▸ What to produce: Copy the data below. Keep every line exactly as it is.

▸ Data extracts:
========================
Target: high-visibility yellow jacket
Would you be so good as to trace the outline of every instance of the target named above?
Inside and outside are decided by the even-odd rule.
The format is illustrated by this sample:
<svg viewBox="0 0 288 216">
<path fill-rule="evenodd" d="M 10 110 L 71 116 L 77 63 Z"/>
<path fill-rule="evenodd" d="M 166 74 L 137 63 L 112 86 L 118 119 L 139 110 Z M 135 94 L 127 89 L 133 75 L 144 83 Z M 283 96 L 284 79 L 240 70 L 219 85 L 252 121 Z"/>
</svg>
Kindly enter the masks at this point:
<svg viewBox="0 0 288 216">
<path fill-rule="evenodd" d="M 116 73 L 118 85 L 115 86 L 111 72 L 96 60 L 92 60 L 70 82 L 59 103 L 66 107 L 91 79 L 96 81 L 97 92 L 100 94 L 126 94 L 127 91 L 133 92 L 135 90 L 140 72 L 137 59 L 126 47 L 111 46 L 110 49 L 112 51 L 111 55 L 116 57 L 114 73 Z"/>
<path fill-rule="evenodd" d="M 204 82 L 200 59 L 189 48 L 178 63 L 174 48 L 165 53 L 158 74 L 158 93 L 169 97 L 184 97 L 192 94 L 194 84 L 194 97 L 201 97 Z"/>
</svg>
========================
▸ Solution to the problem:
Target: high-visibility yellow jacket
Would you be so good as to trace the outline of every instance of the target named above?
Inside and outside are decided by the even-odd rule.
The format is illustrated by this sample:
<svg viewBox="0 0 288 216">
<path fill-rule="evenodd" d="M 10 110 L 71 116 L 77 63 Z"/>
<path fill-rule="evenodd" d="M 166 74 L 137 63 L 112 86 L 118 119 L 139 110 Z M 135 94 L 127 89 L 133 75 L 144 83 Z M 283 96 L 284 79 L 240 70 L 219 85 L 252 121 Z"/>
</svg>
Kindly enter the masks at this point:
<svg viewBox="0 0 288 216">
<path fill-rule="evenodd" d="M 116 73 L 118 85 L 115 86 L 111 72 L 96 60 L 92 60 L 70 82 L 59 103 L 66 107 L 91 79 L 96 81 L 97 92 L 100 94 L 126 94 L 127 91 L 133 92 L 135 90 L 140 72 L 137 59 L 126 47 L 111 46 L 110 49 L 112 51 L 111 55 L 116 57 L 114 73 Z"/>
<path fill-rule="evenodd" d="M 204 82 L 200 59 L 189 48 L 178 63 L 174 48 L 165 53 L 158 74 L 158 93 L 169 97 L 184 97 L 192 94 L 194 84 L 194 97 L 201 97 Z"/>
</svg>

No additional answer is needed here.